(PROBLEM DESCRIPTION): Each entry needs to be repeated exactly, with nothing added or removed.

(DATA SUPPLIED):
================
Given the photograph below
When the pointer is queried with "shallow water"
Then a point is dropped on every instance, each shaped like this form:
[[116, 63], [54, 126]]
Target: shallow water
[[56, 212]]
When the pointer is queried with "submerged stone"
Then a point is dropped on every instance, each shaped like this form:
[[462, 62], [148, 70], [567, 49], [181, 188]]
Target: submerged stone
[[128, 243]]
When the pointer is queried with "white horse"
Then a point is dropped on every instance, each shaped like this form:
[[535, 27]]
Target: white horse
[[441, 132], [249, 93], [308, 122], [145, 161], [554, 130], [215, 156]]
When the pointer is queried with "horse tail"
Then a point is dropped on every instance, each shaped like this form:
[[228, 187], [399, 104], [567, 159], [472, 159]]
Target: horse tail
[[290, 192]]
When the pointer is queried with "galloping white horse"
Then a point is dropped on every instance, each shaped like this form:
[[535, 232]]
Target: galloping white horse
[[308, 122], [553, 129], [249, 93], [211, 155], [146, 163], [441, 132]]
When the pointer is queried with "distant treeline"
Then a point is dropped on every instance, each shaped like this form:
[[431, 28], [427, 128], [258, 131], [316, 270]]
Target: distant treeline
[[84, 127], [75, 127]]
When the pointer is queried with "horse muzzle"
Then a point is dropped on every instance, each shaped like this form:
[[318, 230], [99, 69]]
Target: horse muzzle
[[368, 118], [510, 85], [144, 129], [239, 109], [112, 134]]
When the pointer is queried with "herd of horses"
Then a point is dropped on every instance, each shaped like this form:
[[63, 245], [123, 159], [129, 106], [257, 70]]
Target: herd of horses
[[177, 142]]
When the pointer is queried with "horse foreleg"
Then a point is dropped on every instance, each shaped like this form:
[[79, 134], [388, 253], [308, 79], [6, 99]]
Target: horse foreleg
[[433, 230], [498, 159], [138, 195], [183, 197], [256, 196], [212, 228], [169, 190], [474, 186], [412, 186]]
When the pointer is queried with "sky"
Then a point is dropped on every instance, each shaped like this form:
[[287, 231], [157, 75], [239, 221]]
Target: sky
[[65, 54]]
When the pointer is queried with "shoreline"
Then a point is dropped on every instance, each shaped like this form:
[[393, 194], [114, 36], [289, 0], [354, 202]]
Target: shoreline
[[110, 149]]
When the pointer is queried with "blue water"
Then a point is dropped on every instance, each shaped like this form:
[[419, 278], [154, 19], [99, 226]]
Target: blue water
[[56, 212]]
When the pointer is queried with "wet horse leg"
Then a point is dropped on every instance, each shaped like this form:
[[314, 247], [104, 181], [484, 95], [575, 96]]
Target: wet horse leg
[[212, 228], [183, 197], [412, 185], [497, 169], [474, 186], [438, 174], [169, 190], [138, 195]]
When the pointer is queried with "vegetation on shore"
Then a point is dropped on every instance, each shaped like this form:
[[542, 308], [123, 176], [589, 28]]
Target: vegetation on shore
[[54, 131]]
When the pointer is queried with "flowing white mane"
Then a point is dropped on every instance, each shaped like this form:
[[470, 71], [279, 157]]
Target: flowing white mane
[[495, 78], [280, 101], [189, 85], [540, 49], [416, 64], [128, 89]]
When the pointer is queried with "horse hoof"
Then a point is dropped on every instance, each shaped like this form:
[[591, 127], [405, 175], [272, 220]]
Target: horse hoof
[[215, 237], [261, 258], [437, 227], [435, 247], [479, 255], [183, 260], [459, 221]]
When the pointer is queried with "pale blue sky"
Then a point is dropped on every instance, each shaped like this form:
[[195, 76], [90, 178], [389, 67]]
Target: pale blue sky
================
(RESPONSE FOR THIS EXERCISE):
Given the photograph below
When the pointer is queried with "shallow water"
Then a point is dropped on every instance, each shaped like this form:
[[116, 63], [54, 126]]
Target: shallow water
[[56, 212]]
When the pointer is queried with "submerged stone"
Then a point is dropped on every instance, each shaped like this form:
[[462, 62], [148, 70], [567, 49], [181, 188]]
Target: submerged stone
[[128, 243]]
When the pointer is queried with "white horse"
Then a point is dropped on every instance, each shaped like this form:
[[535, 27]]
Target: white horse
[[441, 132], [249, 93], [308, 122], [145, 161], [554, 130], [215, 156]]
When the pointer is queried with "horse tail"
Then a point is dropped on every instance, each shaped like this form:
[[228, 187], [399, 104], [567, 159], [472, 159]]
Target: horse tail
[[290, 192]]
When the pointer is queried with "galloping white horse"
Then a point is dropped on every instance, each shaped like this form:
[[535, 232]]
Target: galloping white horse
[[308, 122], [553, 129], [249, 93], [211, 155], [146, 163], [441, 132]]
When the pointer is queried with "distant treeline"
Then a point is dropped on every instance, each shaped like this form:
[[431, 28], [427, 128], [258, 131], [316, 270]]
Target: distant treeline
[[84, 127], [75, 127]]
When the pointer is queried with "horse muzzle"
Then a point is dropped on every instance, each shaped like this form:
[[318, 230], [99, 69]]
Target: horse muzzle
[[368, 118], [510, 85], [144, 129], [239, 109], [112, 134]]
When the pointer is queried with "herd of horses"
Then a point is dropped on every instance, each shaped like this form:
[[63, 245], [123, 159], [129, 106], [257, 70]]
Target: herd of horses
[[177, 142]]
When the pointer is queried with "horse foreleg"
Then a point is dropped on every instance, each shaped like this form:
[[79, 134], [388, 253], [308, 79], [6, 99]]
Target: horse foreleg
[[433, 230], [498, 159], [138, 195], [183, 197], [256, 196], [212, 228], [169, 190], [474, 186], [412, 186]]
When the pointer is queried with "sky"
Then a point is dropped on every instance, each shaped like this form:
[[287, 231], [157, 75], [239, 221]]
Target: sky
[[65, 54]]
When the pointer is queried with "shoreline"
Then a point is dropped on every instance, each shaped like this form:
[[393, 194], [114, 36], [289, 0], [354, 202]]
Target: shoreline
[[110, 149]]
When the pointer is queried with "blue water"
Then a point is dropped on every instance, each shaped like this form:
[[419, 278], [154, 19], [99, 226]]
Target: blue water
[[56, 212]]
When the pointer is queried with "wet horse leg"
Then a point is dropped on every instance, each shaped like this form:
[[314, 247], [104, 181], [484, 95], [575, 96]]
Target: wet horse leg
[[212, 228], [183, 197], [412, 185], [497, 169], [474, 186], [438, 174], [169, 190], [138, 195]]
When the pointer is queried with "vegetation on shore"
Then a point is dropped on every instance, each shaped like this form:
[[542, 308], [123, 176], [589, 28]]
Target: vegetation on shore
[[54, 131]]
When the pointer is queried with "flowing white mane"
Then a point is dropped on every instance, each shaped like this form:
[[470, 71], [279, 157]]
Target: flowing white mane
[[495, 78], [280, 101], [189, 85], [540, 49], [416, 64], [128, 89]]
When the pointer is queried with "horse hoof"
Then a point is dropped on every instance, each shaped like this form:
[[591, 127], [405, 175], [272, 220]]
Target: horse hoof
[[215, 237], [261, 258], [437, 227], [435, 247], [479, 255], [183, 260], [459, 221]]
When the pointer is queried with "pale blue sky"
Then a point is dropped on every instance, each shaped like this form:
[[195, 76], [90, 178], [389, 67]]
Target: pale blue sky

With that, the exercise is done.